╭─ DOCUMENT EXCERPT
Before the re-profiling of the UNDP programme, the outcome identified under the UNDP Country Programme Action Plan component relative to Enhanced Economic Growth and Poverty Reduction was the following: Knowledge about Economic Growth Corridors (EGCs) enhanced and private sector development promoted as an engine of Economic Growth. After the re-profiling the outcome statement became: By end 2011, at least one EGC is identified based on the national strategic framework and ready to be operational.Moreover, after the programme re-profiling a new outcome addressing private sector development was formulated:Private Sector Development promoted as a motor of Economic Growth.

Outcome indicators covering the cycle 2007-2011:

  • Number of EGS defined with sound investment plan based on national framework and gender responsive in-depth preparatory studies;
  • Extent of documented knowledge on economic growth corridors in Ethiopia;
  • Investment plan available and the number of new productive initiatives that promote pro-poor growth implemented within the EGC;
  • Number of new private domestic and FD investments as a result of improved investment climate (from 2010);
  • Level of competitiveness of private enterprise (2010).
UNDAF Outcome

By 2011, at national, regional, organizational and business levels, capacity strengthened and knowledge developed for increased incomes of the poor, through enhanced labor factor productivity and more intensive and widespread use of technology in at least one economic growth corridor, with potential interventions related to expansion and diversification in agriculture, industry and services.

National Goal
Accelerating Commercialization of agriculture and private sector development to have an accelerated and sustained economic growth for eradication of poverty and improve people's livelihood.

Purpose and Objective

The Purpose of the outcome evaluation is to enhance development effectiveness, to assist decision making, to assist policy making, to re-direct future UNDP assistance.

The overall objective of the outcome-level evaluation is to find out how UNDP has gone about supporting processes and building capacities that have, indeed, helped make a difference. In doing so, evaluation aims to identify which approaches have worked well and which have faced challenges, and to use lessons learned to improve future initiatives. This evaluation also serves the purpose of holding UNDP accountable for the resources invested in its work.

The outcome evaluation will be undertaken to learn lessons and good practices so that this knowledge can contribute to the next Programme Cycle 2012-2015. To learn lessons for next CP formulation by identifying the status of outcome and factors affecting it, relevance of outcome/outputs, strategic positioning of UNDP, production of outputs, partnership strategy, formulation and performance.
The specific objectives of the outcome evaluation include:
  • Assess progress towards the outcome;
  • Assess the factors affecting to the outcome;
  • Assess key UNDP contributions (outputs), including those produced through "soft" assistance, to outcome;
  • Assess the partnership strategy.
╰─
╭─ EXTRACTED MATERIAL
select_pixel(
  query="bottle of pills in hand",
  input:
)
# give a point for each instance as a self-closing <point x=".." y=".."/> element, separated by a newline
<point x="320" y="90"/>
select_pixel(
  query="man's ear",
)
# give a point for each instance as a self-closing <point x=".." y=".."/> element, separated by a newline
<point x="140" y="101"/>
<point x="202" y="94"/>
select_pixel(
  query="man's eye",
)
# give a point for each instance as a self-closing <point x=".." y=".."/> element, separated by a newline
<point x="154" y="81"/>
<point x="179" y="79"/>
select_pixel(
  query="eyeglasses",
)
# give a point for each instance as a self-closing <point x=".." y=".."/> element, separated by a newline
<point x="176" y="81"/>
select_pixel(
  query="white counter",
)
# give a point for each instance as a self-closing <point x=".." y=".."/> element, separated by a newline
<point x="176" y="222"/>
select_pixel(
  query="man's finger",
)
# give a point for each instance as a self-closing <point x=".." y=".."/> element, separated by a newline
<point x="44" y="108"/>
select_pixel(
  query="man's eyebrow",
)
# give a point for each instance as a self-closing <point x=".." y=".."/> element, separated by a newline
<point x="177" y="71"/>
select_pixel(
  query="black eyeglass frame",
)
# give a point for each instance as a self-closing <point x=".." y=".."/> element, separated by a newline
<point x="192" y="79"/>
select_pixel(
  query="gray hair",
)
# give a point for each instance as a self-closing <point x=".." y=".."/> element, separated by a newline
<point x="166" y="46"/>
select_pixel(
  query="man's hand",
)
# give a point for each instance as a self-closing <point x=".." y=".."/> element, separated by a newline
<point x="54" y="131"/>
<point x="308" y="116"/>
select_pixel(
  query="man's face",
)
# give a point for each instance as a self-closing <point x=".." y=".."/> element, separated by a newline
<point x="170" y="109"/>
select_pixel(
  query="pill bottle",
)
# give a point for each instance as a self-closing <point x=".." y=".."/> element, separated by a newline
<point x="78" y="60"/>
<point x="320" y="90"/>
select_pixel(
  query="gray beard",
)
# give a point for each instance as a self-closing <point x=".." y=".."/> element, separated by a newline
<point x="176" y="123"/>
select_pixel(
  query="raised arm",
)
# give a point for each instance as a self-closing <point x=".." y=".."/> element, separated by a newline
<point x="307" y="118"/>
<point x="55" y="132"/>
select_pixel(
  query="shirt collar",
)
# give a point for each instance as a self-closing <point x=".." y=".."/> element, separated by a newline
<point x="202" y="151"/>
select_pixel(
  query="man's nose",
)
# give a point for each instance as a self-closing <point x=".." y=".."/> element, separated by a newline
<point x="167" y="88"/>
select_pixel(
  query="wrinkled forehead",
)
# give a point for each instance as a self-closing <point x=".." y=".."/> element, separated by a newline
╰─
PARTS OF THE EXERCISE.
1. List the specific objectives of the outcome evaluation given in the UNDP outcome evaluation text.
2. In the UNDP outcome evaluation text, print everything from "By 2011, at" down to "industry and services.".

ANSWERS.
1.
- Assess progress towards the outcome
- Assess the factors affecting to the outcome
- Assess key UNDP contributions (outputs), including those produced through "soft" assistance, to outcome
- Assess the partnership strategy

2.
By 2011, at national, regional, organizational and business levels, capacity strengthened and knowledge developed for increased incomes of the poor, through enhanced labor factor productivity and more intensive and widespread use of technology in at least one economic growth corridor, with potential interventions related to expansion and diversification in agriculture, industry and services.